**Zu erledigende Aufgaben:**
a - Führe alle Zeitpunkte (Tag, Monat oder Jahr) auf, die der Text über die Notschlafstelle Schlafguet nennt. Zeitdauern zählen nicht dazu.
b - Wie lange dauerte laut dem Text über die Notschlafstelle Schlafguet die Ungewissheit vor der Mitteilung vom 2. Oktober?
c - Schreibe den Text über die Notschlafstelle Schlafguet im Anschluss an seinen letzten Satz weiter.

**Textausschnitt:**

Am 21. August hatte der Trägerverein Schlafguet angekündigt, die Notschlafstelle per Ende Oktober zu schliessen – nach einer nur eineinhalbjährigen Betriebszeit und trotz guter Auslastung. Regionale Medien berichteten, eine überparteiliche Gruppe von Parlamentsmitgliedern fragte den Stadtrat in einer dringlichen Interpellation, wie man künftig Obdachlosigkeit begegnen wolle und wie die Nothilfe finanziert werde. Nach der Ungewissheit, die  sechs Wochen dauerte, konnte der Verein am 2. Oktober informieren, dass die Notschlafstelle dank dem SWS vorerst weitergeführt wird. 

Langjähriger Kontakt 

Man habe bereits in der hürdenreichen Projektphase vor der Eröffnung der Notschlafstelle im April 2024 Kontakt mit dem SWS gehabt, sagt Co-Präsident Probst. «Trotzdem waren wir überrascht, als das Sozialwerk auf uns zukam.» 

Es hatten sich auch noch weitere Personen mit Ideen gemeldet, «aber das Unterstützungsangebot aus Zürich überzeugte uns am meisten», sagt Probst.

[Gespeicherte Einträge]
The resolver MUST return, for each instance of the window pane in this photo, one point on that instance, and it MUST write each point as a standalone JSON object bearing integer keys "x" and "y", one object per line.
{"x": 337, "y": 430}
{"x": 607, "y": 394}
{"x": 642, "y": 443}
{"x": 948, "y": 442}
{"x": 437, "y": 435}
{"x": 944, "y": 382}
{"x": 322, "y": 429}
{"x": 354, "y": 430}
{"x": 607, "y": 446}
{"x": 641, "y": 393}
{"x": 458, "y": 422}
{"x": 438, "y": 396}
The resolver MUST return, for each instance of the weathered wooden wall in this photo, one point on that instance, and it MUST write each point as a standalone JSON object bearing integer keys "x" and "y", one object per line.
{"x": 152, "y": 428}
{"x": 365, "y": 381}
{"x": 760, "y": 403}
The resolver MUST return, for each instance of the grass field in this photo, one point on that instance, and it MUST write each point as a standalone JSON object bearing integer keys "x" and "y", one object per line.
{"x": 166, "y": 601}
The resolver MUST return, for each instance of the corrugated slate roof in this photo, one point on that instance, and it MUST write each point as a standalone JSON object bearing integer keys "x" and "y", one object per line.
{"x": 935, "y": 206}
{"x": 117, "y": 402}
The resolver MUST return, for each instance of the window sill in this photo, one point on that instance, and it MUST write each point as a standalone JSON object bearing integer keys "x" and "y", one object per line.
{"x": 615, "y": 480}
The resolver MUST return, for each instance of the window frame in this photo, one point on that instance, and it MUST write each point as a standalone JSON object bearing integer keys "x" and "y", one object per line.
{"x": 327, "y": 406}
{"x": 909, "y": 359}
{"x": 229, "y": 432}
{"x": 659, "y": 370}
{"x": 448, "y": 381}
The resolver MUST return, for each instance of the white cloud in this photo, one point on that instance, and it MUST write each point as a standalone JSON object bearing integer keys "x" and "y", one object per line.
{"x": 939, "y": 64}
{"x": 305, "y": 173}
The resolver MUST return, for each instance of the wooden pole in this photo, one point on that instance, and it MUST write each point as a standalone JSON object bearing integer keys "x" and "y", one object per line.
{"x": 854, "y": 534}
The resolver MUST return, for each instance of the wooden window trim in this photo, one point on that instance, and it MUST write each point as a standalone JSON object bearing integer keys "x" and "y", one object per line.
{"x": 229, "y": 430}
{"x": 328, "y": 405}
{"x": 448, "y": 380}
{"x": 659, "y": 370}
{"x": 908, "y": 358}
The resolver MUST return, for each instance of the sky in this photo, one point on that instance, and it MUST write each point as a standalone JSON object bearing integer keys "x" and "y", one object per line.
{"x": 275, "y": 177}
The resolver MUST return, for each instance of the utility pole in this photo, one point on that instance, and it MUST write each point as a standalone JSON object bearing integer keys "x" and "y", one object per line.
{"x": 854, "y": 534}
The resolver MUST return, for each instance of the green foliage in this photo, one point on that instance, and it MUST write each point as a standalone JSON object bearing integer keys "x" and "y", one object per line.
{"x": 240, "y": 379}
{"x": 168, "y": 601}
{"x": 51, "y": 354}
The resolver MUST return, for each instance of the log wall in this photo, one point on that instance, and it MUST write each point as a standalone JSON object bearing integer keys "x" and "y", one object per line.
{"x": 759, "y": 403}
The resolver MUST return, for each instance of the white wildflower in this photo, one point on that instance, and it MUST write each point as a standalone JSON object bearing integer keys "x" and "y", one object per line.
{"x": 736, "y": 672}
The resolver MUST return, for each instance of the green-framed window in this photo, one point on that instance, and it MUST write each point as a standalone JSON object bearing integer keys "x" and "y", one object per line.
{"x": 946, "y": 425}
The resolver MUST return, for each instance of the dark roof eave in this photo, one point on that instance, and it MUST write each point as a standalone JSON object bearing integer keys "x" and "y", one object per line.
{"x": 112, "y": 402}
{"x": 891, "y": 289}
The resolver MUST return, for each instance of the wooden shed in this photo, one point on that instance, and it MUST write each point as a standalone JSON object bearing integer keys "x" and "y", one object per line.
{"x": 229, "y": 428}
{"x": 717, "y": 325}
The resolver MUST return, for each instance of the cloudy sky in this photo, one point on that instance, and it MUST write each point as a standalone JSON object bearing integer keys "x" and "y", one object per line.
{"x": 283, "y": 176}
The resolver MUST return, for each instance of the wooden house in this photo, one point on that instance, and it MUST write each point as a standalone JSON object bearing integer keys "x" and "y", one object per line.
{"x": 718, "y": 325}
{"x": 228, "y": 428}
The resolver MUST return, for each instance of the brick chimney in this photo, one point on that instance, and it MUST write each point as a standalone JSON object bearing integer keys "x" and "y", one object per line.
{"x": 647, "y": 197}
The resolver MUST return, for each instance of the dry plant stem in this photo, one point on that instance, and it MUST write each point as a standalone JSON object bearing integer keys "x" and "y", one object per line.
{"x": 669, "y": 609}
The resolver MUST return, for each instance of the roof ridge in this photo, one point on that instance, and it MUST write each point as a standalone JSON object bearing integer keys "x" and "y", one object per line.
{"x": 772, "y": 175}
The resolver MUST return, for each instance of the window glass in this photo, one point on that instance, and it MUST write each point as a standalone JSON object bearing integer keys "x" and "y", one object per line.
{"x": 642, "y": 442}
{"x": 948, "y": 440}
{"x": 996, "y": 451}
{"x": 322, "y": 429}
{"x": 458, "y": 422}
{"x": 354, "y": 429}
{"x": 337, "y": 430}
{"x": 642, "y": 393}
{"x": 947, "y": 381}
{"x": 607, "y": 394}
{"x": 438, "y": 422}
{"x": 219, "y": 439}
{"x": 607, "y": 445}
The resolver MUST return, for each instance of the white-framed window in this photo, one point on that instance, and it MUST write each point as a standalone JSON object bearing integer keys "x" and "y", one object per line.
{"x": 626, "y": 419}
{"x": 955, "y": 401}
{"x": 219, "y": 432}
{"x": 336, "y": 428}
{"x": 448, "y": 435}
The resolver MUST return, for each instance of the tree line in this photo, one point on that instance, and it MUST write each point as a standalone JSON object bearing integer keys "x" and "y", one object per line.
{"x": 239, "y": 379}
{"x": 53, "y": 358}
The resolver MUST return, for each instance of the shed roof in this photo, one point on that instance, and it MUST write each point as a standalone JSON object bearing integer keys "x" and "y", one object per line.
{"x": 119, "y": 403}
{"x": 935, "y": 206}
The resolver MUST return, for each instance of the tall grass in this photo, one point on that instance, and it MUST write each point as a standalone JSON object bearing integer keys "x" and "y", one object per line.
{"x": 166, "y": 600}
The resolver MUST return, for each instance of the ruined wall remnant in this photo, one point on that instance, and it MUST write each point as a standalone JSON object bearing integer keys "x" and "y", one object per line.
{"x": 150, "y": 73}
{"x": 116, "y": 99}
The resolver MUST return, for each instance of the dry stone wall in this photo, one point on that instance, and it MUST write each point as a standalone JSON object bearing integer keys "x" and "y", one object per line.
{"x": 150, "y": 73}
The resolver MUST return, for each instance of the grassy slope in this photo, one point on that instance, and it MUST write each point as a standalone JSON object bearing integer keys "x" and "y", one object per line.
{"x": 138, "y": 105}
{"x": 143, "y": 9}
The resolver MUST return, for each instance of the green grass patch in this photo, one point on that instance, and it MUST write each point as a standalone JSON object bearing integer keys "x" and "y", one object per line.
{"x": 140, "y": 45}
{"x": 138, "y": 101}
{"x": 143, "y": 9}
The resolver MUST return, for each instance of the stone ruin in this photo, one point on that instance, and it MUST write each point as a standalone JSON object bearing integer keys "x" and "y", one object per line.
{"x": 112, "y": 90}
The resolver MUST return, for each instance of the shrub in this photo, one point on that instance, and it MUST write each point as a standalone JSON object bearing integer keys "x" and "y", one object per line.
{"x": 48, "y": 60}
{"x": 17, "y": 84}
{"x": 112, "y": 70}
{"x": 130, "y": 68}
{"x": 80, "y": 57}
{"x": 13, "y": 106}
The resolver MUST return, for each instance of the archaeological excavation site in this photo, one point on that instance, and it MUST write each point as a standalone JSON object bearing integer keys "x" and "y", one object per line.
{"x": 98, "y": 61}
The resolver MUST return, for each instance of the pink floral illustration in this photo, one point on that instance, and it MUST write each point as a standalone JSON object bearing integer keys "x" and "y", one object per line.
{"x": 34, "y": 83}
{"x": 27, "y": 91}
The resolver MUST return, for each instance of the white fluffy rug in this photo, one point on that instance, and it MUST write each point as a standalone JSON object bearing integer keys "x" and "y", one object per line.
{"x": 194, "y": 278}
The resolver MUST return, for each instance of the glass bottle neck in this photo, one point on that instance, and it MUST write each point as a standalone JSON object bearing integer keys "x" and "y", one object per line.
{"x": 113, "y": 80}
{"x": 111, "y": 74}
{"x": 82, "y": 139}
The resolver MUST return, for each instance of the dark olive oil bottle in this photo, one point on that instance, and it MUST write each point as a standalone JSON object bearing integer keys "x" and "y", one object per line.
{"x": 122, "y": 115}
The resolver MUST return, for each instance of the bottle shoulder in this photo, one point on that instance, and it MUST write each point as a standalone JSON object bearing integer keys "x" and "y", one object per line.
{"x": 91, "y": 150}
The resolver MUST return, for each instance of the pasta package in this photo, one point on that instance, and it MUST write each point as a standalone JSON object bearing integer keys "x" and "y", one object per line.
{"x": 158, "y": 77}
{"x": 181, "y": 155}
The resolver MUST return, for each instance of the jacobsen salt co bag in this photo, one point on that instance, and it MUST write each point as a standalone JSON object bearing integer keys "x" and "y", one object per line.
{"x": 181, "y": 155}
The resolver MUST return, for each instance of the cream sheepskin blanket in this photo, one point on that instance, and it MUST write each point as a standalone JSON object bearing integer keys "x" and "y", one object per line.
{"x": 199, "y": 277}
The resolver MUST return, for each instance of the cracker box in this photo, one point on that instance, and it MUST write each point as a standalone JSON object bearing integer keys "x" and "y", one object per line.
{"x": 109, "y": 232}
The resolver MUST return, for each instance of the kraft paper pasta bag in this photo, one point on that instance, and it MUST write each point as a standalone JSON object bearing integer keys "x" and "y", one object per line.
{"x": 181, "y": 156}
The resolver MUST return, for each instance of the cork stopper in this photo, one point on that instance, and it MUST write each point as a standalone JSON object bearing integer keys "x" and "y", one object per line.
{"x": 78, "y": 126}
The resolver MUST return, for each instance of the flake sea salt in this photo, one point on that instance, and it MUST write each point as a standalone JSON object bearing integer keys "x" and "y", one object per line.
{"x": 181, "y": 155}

**Lösungen:**
a -
- 21. August
- Ende Oktober
- 2. Oktober
- April 2024

b - Sechs Wochen.

c -
Obdachlose Menschen üben Wohnfähigkeit

Wenn die saisonale Notschlafstelle Pfuusbus am 15. November aufgeht, werden einige der letztjährigen Gäste das Angebot nicht mehr in Anspruch nehmen müssen. Als Reaktion auf die starke Zunahme der Übernachtungszahlen in den vergangenen Jahren hat das Sozialwerk Pfarrer Sieber ein Sommerprojekt für obdachlose Menschen lanciert. 16 Pfuusbus-Gäste übten während mehrerer Monate ihre Wohnfähigkeit: den Alltag bewältigen, mit Mitbewohnerinnen und Mitbewohnern klarkommen. Im Anschluss daran fanden 14 Hilfesuchende einen Platz in einem mehr oder weniger betreuten Wohnangebot.